Pritesh Vadolia, head of treasury – risk, came to Tesco’s treasury team via the finance graduate scheme at Dixons. Having picked up the fundamentals, he moved to the supermarket in 2010 where – apart from a brief stint at insurance group JLT – he has been ever since.

At Tesco, Vadolia has held a variety of roles, including front-office manager and the treasury manager – balance sheet.

The latter involved working closely with the property team and setting up a cross-functional working group for the group’s property joint ventures as well as ensuring externally reported overdrafts were kept to a minimum, and closely managing intercompany loans and the pooling structure – all of which contributed to Tesco’s stronger financial position.

 I’ve formed multi-function working groups in the past to advise on large projects 

He was promoted in January – and his role as head of treasury – risk is a broad one. A key focus is FX management, including providing market analysis and setting FX strategy. The risk team works closely with buyers and occasionally externally with suppliers.

He says: “We provide buyers with guidance on hedging in order to align the group’s overall hedging strategy.”

Commodities, fuel and energy are also under his scrutiny. “Installing our new TMS has given us a great platform for commodity risk management capability. In theory, our new TMS gives us a lot more risk-modelling capacity. We are keen to develop value there with a more mathematical way of looking at our exposure.”

The key to success in a large organisation such as Tesco, he believes, is collaboration: “I’ve formed multi-function working groups in the past to advise on large projects – including colleagues from finance, tax and legal departments.

"Once you have the right internal network, you can develop and implement the overall strategy for the project.”

Tony Shaw: cash and banking

Tony Shaw

Tony Shaw has worked at Tesco for seven years and has been part of the treasury team since 2015. With a background working in payments within the gambling sector, he joined Tesco to launch the payment element of Tesco’s online grocery services globally.

PROVIDED INFORMATION
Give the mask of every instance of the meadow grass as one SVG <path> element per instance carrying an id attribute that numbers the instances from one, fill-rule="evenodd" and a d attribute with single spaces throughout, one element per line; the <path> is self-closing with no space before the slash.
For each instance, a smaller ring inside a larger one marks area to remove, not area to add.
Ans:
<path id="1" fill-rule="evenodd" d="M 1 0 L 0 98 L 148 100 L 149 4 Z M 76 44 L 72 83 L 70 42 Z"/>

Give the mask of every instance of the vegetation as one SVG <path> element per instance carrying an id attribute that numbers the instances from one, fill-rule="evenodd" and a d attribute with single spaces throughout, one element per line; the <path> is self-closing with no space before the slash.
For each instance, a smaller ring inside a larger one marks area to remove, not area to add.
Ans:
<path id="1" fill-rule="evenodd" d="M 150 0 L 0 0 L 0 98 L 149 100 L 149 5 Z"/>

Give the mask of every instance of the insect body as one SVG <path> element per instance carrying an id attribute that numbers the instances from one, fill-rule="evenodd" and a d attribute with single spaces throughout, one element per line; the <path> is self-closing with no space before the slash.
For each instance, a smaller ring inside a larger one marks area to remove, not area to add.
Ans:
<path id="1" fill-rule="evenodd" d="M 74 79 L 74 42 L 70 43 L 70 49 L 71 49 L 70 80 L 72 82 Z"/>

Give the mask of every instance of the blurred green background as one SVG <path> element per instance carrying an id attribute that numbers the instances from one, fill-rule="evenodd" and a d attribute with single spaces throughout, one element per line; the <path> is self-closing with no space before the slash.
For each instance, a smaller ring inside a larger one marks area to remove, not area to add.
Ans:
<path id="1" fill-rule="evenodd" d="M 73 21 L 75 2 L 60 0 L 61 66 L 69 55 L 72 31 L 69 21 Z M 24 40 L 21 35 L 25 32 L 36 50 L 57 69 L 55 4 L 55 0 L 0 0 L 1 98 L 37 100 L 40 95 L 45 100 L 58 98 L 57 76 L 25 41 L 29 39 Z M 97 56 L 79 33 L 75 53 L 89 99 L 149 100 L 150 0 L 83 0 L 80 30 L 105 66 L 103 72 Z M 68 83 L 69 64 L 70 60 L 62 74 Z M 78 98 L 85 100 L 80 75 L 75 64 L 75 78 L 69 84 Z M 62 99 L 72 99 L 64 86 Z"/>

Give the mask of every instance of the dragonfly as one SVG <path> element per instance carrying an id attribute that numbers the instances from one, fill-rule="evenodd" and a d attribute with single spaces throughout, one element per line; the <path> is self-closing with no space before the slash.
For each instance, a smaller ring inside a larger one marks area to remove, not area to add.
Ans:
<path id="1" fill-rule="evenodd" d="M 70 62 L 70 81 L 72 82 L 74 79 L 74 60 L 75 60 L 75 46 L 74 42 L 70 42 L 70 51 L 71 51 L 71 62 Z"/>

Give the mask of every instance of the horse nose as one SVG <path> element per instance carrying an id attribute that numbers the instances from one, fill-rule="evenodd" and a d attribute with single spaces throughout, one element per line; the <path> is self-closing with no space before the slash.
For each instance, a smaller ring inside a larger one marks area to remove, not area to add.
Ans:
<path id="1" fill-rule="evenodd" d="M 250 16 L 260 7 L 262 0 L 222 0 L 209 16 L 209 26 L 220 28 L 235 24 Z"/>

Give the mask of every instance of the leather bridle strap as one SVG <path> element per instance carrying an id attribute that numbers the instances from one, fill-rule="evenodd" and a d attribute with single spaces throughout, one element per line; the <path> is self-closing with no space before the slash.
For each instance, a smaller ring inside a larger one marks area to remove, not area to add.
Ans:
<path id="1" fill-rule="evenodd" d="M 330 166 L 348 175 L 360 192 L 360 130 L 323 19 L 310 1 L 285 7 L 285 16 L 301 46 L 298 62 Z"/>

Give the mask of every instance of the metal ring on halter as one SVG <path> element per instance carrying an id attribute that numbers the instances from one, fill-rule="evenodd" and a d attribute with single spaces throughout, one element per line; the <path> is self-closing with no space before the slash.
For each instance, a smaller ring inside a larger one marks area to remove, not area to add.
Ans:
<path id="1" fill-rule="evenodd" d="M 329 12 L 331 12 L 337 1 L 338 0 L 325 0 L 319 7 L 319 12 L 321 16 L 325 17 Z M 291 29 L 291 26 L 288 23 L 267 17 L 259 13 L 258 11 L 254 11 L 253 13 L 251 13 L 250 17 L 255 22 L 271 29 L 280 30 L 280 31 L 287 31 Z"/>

TASK INSTRUCTIONS
According to the Tesco treasury profile, at which company did Pritesh Vadolia have a brief stint after moving to Tesco in 2010?

ANSWER FOR THE TASK
Insurance group JLT.